__Saved entries__
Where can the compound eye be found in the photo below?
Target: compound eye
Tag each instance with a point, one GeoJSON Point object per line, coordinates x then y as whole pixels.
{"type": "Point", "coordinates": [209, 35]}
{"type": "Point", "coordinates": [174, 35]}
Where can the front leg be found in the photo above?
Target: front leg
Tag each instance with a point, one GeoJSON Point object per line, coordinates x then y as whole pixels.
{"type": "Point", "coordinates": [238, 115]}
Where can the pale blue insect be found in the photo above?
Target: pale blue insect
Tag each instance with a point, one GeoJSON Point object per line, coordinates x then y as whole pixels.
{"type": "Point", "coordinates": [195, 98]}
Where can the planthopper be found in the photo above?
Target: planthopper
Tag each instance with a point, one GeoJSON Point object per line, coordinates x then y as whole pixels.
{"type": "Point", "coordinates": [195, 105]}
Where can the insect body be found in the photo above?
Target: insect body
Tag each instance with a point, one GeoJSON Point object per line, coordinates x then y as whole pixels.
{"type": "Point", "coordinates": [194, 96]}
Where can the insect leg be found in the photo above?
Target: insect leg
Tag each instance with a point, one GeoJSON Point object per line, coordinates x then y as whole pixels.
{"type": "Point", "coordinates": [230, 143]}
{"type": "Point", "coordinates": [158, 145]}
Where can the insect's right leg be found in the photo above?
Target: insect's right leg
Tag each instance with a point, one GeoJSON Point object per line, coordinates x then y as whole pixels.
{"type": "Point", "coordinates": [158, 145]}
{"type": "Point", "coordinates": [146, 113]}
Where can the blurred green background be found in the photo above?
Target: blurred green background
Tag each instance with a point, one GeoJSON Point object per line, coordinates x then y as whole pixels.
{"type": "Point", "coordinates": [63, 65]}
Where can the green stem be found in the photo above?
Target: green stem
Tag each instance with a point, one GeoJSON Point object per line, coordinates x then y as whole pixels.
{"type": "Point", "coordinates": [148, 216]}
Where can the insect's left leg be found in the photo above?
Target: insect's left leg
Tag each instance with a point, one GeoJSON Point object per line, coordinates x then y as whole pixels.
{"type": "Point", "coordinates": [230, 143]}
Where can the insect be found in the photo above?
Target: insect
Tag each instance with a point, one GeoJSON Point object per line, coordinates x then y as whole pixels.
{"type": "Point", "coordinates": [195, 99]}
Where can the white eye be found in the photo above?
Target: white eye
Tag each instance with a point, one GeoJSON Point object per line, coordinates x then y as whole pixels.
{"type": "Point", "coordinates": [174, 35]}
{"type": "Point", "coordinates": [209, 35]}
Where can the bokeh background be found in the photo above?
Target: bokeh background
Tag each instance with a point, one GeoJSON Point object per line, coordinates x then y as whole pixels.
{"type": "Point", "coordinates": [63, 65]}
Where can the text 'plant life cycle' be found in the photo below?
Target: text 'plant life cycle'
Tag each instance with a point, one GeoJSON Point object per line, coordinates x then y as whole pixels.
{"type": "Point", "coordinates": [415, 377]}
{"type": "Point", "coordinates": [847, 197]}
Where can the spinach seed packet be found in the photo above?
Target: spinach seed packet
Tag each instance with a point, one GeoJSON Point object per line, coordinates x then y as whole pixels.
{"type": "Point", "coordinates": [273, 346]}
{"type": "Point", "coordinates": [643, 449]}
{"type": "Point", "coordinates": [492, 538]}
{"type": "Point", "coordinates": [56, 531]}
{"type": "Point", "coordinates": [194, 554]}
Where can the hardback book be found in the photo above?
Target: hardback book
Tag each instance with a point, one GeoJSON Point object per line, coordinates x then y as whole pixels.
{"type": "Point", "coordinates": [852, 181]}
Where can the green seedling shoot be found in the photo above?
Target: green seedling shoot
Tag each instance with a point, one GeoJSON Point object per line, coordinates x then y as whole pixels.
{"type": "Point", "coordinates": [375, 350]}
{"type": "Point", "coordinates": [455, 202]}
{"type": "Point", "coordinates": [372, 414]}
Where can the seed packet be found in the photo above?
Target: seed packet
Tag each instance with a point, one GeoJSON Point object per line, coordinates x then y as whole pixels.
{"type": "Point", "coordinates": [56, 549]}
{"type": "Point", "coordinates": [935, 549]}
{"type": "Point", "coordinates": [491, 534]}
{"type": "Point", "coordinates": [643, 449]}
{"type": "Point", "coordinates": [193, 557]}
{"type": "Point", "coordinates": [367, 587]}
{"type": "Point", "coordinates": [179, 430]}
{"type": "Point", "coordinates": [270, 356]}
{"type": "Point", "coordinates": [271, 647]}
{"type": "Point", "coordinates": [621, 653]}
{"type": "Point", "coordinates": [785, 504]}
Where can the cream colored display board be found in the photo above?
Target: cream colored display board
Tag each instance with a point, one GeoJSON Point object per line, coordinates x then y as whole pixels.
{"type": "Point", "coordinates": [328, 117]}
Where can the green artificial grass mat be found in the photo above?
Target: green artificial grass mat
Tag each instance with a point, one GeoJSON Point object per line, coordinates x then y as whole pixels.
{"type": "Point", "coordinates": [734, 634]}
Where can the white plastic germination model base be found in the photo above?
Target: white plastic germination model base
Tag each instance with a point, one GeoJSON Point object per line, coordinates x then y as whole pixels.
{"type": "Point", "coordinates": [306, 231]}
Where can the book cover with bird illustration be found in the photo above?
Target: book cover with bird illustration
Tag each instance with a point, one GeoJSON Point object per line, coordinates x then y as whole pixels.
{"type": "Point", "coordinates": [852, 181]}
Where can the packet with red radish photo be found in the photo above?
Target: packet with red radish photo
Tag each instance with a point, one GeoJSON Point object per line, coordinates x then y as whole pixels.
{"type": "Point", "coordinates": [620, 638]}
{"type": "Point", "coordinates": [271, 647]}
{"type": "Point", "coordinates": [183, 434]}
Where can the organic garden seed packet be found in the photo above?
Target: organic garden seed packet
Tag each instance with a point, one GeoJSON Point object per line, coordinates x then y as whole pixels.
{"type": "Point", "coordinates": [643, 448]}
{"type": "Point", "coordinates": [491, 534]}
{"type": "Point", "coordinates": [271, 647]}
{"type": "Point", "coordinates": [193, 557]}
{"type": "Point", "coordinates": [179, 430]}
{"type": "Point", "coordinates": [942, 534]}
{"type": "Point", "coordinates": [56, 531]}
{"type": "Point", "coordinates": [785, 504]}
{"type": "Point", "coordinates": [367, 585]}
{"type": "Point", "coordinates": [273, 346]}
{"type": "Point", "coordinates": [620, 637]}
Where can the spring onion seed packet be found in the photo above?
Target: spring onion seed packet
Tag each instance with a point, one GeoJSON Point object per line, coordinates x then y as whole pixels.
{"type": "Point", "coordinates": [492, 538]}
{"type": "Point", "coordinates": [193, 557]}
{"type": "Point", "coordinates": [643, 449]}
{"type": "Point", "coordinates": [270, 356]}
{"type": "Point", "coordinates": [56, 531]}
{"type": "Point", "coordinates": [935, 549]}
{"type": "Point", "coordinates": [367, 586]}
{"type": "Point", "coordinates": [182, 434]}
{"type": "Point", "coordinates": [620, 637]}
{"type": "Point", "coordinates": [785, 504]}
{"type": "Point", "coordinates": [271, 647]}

__WHAT THE EXERCISE ASKS__
When you reach the line containing "Where can the bokeh" in the data above, start copying exactly, and stop after the line containing "Where can the text".

__ANSWER FOR THIS EXERCISE__
Where can the bokeh background be found in the photo above?
Target: bokeh background
Tag each instance with a point, one GeoJSON Point object per line, coordinates x then y as whole pixels.
{"type": "Point", "coordinates": [63, 65]}
Where can the text 'plant life cycle' be found in the photo below?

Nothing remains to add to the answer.